Point labeling data
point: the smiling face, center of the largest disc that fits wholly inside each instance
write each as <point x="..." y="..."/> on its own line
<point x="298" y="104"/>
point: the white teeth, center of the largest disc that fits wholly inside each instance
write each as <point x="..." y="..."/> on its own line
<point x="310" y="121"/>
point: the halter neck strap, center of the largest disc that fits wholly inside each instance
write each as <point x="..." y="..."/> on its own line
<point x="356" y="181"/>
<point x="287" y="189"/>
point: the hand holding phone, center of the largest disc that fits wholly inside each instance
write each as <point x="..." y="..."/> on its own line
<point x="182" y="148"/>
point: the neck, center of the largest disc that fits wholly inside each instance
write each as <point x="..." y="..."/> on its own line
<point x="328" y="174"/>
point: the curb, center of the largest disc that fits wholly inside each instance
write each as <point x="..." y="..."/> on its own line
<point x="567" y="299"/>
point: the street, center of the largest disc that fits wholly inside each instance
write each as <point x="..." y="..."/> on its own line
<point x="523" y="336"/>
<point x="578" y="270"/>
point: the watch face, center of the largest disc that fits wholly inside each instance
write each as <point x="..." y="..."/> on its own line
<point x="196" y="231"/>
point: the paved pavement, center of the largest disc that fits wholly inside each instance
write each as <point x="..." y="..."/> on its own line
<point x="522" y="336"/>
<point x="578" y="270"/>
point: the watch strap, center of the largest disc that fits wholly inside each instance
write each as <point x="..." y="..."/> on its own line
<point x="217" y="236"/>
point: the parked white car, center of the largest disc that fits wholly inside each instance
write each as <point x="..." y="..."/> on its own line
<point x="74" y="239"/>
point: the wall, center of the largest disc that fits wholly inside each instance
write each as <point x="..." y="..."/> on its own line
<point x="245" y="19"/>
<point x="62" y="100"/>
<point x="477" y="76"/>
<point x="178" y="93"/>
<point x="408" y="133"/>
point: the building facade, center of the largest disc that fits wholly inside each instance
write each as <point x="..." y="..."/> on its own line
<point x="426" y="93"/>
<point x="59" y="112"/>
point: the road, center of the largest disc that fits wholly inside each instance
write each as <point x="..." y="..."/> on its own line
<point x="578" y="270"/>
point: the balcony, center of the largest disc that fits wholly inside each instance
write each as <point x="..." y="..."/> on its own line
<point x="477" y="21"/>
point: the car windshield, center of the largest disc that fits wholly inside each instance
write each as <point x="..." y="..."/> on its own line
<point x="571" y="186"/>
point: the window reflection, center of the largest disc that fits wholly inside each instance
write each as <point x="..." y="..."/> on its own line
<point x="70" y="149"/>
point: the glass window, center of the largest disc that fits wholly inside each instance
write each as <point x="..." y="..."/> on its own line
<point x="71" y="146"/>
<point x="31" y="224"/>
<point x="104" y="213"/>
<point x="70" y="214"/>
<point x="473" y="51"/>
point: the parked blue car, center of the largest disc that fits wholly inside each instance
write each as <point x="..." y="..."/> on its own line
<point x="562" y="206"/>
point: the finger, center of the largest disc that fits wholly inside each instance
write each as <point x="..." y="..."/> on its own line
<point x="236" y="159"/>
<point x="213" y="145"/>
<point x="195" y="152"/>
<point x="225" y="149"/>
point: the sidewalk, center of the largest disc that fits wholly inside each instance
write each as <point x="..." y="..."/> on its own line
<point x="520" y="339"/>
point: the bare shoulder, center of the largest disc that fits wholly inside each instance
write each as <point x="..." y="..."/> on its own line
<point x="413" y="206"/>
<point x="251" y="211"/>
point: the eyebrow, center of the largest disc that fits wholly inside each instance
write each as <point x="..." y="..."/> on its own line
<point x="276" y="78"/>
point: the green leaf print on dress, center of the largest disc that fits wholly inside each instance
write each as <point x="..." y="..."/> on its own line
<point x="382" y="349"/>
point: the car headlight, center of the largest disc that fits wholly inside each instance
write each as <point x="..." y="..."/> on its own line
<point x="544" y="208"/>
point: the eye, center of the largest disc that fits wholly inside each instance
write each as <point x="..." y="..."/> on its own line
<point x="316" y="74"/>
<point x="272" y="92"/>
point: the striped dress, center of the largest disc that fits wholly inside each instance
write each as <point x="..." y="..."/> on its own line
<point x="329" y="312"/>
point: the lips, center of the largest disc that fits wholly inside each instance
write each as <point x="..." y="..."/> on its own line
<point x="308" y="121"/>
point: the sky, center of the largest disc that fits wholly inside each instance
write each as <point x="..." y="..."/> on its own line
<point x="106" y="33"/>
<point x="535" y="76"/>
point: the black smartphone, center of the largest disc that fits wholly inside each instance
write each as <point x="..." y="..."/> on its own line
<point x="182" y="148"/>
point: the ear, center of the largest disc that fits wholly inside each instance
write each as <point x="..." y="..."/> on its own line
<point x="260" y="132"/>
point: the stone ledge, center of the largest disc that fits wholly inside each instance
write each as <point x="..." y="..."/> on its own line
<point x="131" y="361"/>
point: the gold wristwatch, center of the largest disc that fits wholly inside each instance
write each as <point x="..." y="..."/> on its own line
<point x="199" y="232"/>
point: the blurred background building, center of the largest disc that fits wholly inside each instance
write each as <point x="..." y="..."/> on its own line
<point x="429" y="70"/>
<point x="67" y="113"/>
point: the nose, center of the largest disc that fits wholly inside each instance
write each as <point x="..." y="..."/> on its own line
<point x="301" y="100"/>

--- What you are asked to do ---
Write out all of the data above again, line for line, with no changes.

--- Answer below ---
point: the smiling face, center of the largest disc that fits wholly inside each instance
write each as <point x="..." y="..."/> on its own line
<point x="298" y="104"/>
point: the white teeth, center of the largest disc that fits wholly inside each instance
write each as <point x="..." y="..."/> on its own line
<point x="310" y="121"/>
point: the halter neck strap, center of the largest disc that fits wholly inside each instance
write each as <point x="..." y="..."/> on its own line
<point x="356" y="181"/>
<point x="287" y="189"/>
point: the hand holding phone, center of the largest disc that fits wholly inside each instance
write each as <point x="..." y="..."/> on its own line
<point x="182" y="148"/>
point: the neck, center of the largest disc that fits wholly inside each instance
write each as <point x="..." y="..."/> on its own line
<point x="328" y="174"/>
point: the curb, center of the largest disc that fits wholly inside each instance
write each as <point x="..." y="..."/> on its own line
<point x="567" y="299"/>
point: the street, center of the largest disc that fits wholly inside each instance
write each as <point x="..." y="..."/> on its own line
<point x="523" y="336"/>
<point x="578" y="270"/>
point: the watch face, center of the largest disc that fits wholly inside each instance
write each as <point x="..." y="..."/> on its own line
<point x="196" y="231"/>
point: the paved pavement, center of the largest disc that fits wholly inside each instance
write each as <point x="..." y="..."/> on its own line
<point x="522" y="336"/>
<point x="578" y="270"/>
point: the watch strap, center of the largest disc that fits wholly inside each instance
write each as <point x="..." y="..."/> on its own line
<point x="217" y="236"/>
point: the parked white car, center of the largest disc that fits wholly inside each instance
write each as <point x="..." y="..."/> on its own line
<point x="74" y="239"/>
point: the wall, center of the largest disc that fits wholly inside each instance
write each as <point x="..." y="..."/> on its own line
<point x="245" y="19"/>
<point x="62" y="100"/>
<point x="477" y="76"/>
<point x="178" y="93"/>
<point x="408" y="133"/>
point: the building facade, center of the largest disc that fits wholly inside each instance
write each as <point x="..." y="..."/> on its own line
<point x="426" y="93"/>
<point x="59" y="112"/>
point: the road, center of the largest disc that fits wholly inside each instance
write each as <point x="..." y="..."/> on its own line
<point x="578" y="270"/>
point: the balcony, center of the largest disc that fits wholly inside each instance
write each as <point x="..." y="..."/> on its own line
<point x="477" y="21"/>
point: the car windshield, center of the largest disc that fits wholly inside each instance
write each as <point x="..." y="..."/> on its own line
<point x="571" y="186"/>
point: the window reflection, center of the largest disc that fits wholly inside each instance
write each as <point x="..." y="..."/> on its own line
<point x="70" y="149"/>
point: the glass window, center of the largest disc that fits wholly inside each instance
write each as <point x="..." y="..."/> on its own line
<point x="71" y="146"/>
<point x="31" y="224"/>
<point x="104" y="213"/>
<point x="70" y="214"/>
<point x="473" y="51"/>
point: the parked blue car, center of the largest disc that fits wholly inside each instance
write each as <point x="..." y="..."/> on its own line
<point x="562" y="206"/>
point: the finger, center of the largest disc that fits wholly inside each instance
write each as <point x="..." y="..."/> on its own line
<point x="236" y="159"/>
<point x="213" y="145"/>
<point x="195" y="152"/>
<point x="225" y="149"/>
point: the sidewalk, center of the largest disc that fits wholly inside each instance
write each as <point x="..." y="..."/> on its own line
<point x="520" y="339"/>
point: the bare shoulder, center of the largest disc that fits wholly inside each instance
write each as <point x="..." y="..."/> on its own line
<point x="413" y="206"/>
<point x="251" y="211"/>
point: the eyebrow, center of the largest disc that fits wholly inside each instance
write each as <point x="..." y="..."/> on its own line
<point x="276" y="78"/>
point: the green leaf print on dress, center of the largest disc that fits wholly inside each instance
write each as <point x="..." y="..."/> on its own line
<point x="382" y="349"/>
point: the car headlight, center of the largest disc that fits wholly inside each instance
write each as <point x="..." y="..."/> on its own line
<point x="544" y="208"/>
point: the eye, center of the largest disc that fits wholly inside each instance
write each as <point x="..." y="..."/> on its own line
<point x="316" y="74"/>
<point x="272" y="92"/>
point: the striped dress, center of the largest disc that fits wholly inside each instance
write each as <point x="..." y="..."/> on its own line
<point x="329" y="312"/>
point: the lips, center of the largest disc that fits wholly inside each instance
write each as <point x="..." y="..."/> on its own line
<point x="308" y="121"/>
point: the sky, center of the largest disc that fits wholly inside each instance
write each as <point x="..." y="..."/> on its own line
<point x="106" y="33"/>
<point x="535" y="76"/>
point: the black smartphone, center of the largest disc that fits wholly inside each instance
write each as <point x="..." y="..."/> on its own line
<point x="182" y="148"/>
point: the ear, center of the largest disc that fits wholly inside each instance
write each as <point x="..." y="..."/> on its own line
<point x="260" y="132"/>
point: the stone ledge, center of the largest disc that fits wholly inside each instance
write each as <point x="..." y="..."/> on its own line
<point x="131" y="361"/>
point: the gold wristwatch, center of the largest disc that fits wholly inside each instance
write each as <point x="..." y="..."/> on its own line
<point x="199" y="232"/>
point: the blurred background building, center of the largest disc that fits wholly inside each instance
write each as <point x="..." y="..."/> on its own line
<point x="429" y="70"/>
<point x="67" y="113"/>
point: the nose, center of the largest disc that fits wholly inside each instance
write each as <point x="..." y="..."/> on its own line
<point x="301" y="100"/>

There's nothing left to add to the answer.